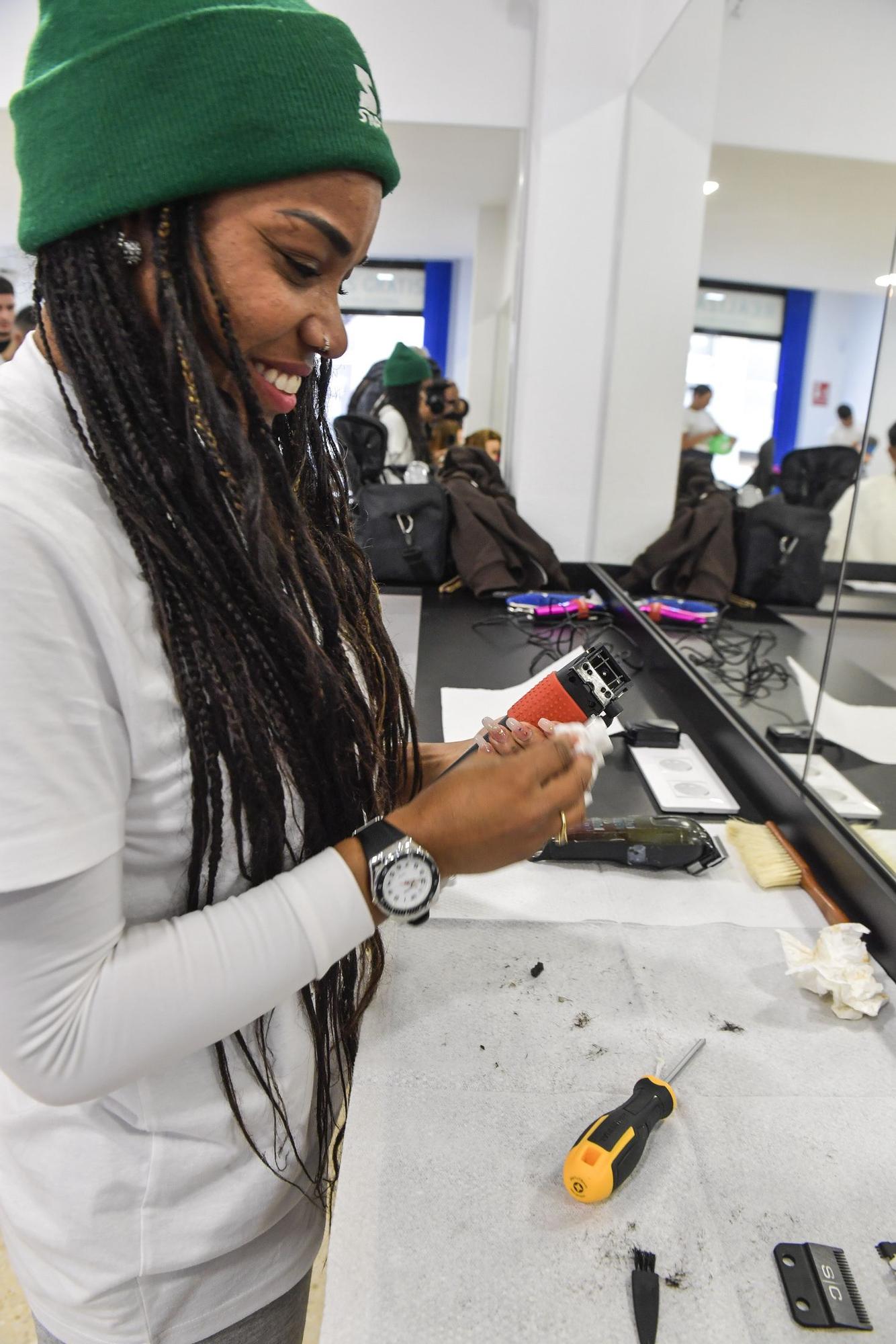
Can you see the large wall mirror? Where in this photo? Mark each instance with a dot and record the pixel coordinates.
(788, 397)
(854, 761)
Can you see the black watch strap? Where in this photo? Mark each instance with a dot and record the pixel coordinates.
(377, 837)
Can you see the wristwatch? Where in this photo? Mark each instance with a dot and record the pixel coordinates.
(405, 878)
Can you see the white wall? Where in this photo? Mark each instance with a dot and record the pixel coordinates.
(883, 413)
(809, 76)
(19, 24)
(844, 333)
(465, 64)
(800, 221)
(611, 268)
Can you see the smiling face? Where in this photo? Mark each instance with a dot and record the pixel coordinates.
(280, 253)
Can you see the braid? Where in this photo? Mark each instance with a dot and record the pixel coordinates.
(265, 607)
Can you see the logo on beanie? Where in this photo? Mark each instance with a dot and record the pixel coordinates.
(369, 108)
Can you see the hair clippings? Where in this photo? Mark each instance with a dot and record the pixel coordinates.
(131, 249)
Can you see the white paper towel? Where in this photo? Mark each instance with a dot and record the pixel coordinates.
(452, 1225)
(838, 968)
(572, 892)
(867, 729)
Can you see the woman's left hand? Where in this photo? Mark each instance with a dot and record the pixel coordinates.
(517, 736)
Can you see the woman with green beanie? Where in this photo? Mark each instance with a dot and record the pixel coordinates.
(199, 702)
(405, 411)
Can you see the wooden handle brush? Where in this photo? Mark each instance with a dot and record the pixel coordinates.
(773, 862)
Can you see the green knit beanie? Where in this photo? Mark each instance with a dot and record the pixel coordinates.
(128, 104)
(405, 366)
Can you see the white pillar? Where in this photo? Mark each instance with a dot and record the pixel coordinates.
(620, 142)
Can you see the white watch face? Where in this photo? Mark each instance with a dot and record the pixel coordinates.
(406, 884)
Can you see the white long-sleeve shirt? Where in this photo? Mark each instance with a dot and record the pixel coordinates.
(874, 538)
(400, 447)
(132, 1208)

> **What you are asked to do**: Write the entries above out in full, exactly, with no images.

> **Solution for this exercise**:
Can you see the large wall mirror? Where in this photo? Mark each instance with a dot and record the pixel coordinates.
(788, 397)
(854, 761)
Can you see the black watch strap? Where in this photo? Mark each instance with a dot and record the pixel coordinates.
(377, 837)
Can you see the wristwatch? Where in this photo? Mark each instance with a dot and record the pixel coordinates.
(405, 878)
Can you see the white wall? Where in this photo? Mark each instance with a dot and record the pixel coordinates.
(883, 413)
(809, 76)
(19, 24)
(844, 333)
(465, 64)
(800, 221)
(611, 268)
Can you see the smiling face? Where in this photo? Mark each instance with a dot and record the pixel coordinates.
(280, 253)
Can you see the braid? Where in this photo? Mark each instance with a dot and record the pixel coordinates.
(265, 607)
Can you see the logo on beanie? Where in this photo? Mark each instance with a dot and record the pixel coordinates.
(369, 108)
Can you see the hair clippings? Where in this photo? Mark each instance with a dot and record the pixel coordinates.
(131, 249)
Can you see the white paper towel? Where in this photo? Mark each instance with a dot and record the pixel coordinates.
(452, 1225)
(838, 968)
(572, 892)
(867, 729)
Can you see the woman's left hand? Where in this photo? Mark each instance with a dot and record the pixel coordinates.
(517, 736)
Can you see the woman with green beanie? Where in this photo? Mark each instance with a dot and record the pixel coordinates.
(199, 702)
(405, 411)
Can you see the wooden handle brush? Where in this photo? Mark each instance with a dot and record the pixel coordinates.
(773, 862)
Can you see the green knit beanie? Where in this photo? Mark each instance with a dot and record the pixel coordinates.
(128, 104)
(405, 366)
Can you see the white pillar? Where in this photo? Mark each instance with a dot and record the pixel coordinates.
(620, 142)
Can you see the white watch face? Where in this photo? Mark each instance with a dot and record the pixel coordinates.
(406, 884)
Can you see the white long-sleeve shirt? Where in this photo? Mark each instance with a dot and record the pixel coordinates.
(874, 538)
(400, 447)
(132, 1208)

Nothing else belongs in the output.